▸ Text passage:
++++

Revenge And Loss
by Adrienne Laris Toghraie
Don't try to get even with the market. Here are some tactics for eliminating vengeful trading impulses from your trading repertoire.
The temptation to get even when we feel that we have been wronged brings out the worst in all of us. Certainly, when a trader feels the pang of loss, a part of him wants to get even with the markets. However, when a person acts out of revenge, the retaliation often results in greater loss. Typically, a trader will take greater risks to overcome those losses, creating a vicious cycle of greater losses and more psychological pain.
FATHER KNOWS BEST
Charlie grew up in a home where his father made all of the final decisions. Even when choices were made that should not have involved his input, such as deciding what food to order at a restaurant, Dad always introduced his unwavering opinion. If Charlie made a choice that his father agreed with, the decision was never acknowledged. If, however, Charlie's choice did not please his father, he was chastised and punished.
As a result of these poor parenting tactics, Charlie built up a great deal of frustration and anger. Charlie dreamed of getting even with his father one day for creating such angry feelings.

++++

▸ Given data:
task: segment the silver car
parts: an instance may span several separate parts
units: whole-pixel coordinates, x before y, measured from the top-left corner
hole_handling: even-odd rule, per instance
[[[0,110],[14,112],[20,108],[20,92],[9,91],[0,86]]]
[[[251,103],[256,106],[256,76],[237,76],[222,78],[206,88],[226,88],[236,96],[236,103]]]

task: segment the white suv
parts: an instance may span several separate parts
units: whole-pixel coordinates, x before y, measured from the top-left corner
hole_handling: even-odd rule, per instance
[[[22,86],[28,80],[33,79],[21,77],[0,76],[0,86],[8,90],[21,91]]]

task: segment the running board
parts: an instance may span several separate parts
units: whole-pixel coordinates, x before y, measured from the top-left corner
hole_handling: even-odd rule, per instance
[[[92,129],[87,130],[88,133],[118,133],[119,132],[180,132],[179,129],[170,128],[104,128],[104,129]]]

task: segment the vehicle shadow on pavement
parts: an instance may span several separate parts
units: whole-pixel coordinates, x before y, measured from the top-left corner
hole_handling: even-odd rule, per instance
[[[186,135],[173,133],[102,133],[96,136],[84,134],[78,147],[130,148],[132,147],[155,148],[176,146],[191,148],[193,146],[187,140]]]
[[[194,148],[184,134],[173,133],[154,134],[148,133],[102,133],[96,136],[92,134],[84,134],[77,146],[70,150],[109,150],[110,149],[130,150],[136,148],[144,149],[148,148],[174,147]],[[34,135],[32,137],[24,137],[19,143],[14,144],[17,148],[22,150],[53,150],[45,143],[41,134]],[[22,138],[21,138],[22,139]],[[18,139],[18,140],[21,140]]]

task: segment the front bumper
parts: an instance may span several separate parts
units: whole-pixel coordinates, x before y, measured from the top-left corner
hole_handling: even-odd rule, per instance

++++

▸ What you need to do:
1. Please translate this sentence from the article on revenge in trading into Spanish: "Don't try to get even with the market."
2. Update a section of the article on revenge in trading, starting with "FATHER KNOWS BEST" and going on through "such angry feelings.", and write "diner" in place of "restaurant".
The records have no connection to the article on revenge in trading.

▸ Answer list:
1. No intentes desquitarte con el mercado.

2.
FATHER KNOWS BEST
Charlie grew up in a home where his father made all of the final decisions. Even when choices were made that should not have involved his input, such as deciding what food to order at a diner, Dad always introduced his unwavering opinion. If Charlie made a choice that his father agreed with, the decision was never acknowledged. If, however, Charlie's choice did not please his father, he was chastised and punished.
As a result of these poor parenting tactics, Charlie built up a great deal of frustration and anger. Charlie dreamed of getting even with his father one day for creating such angry feelings.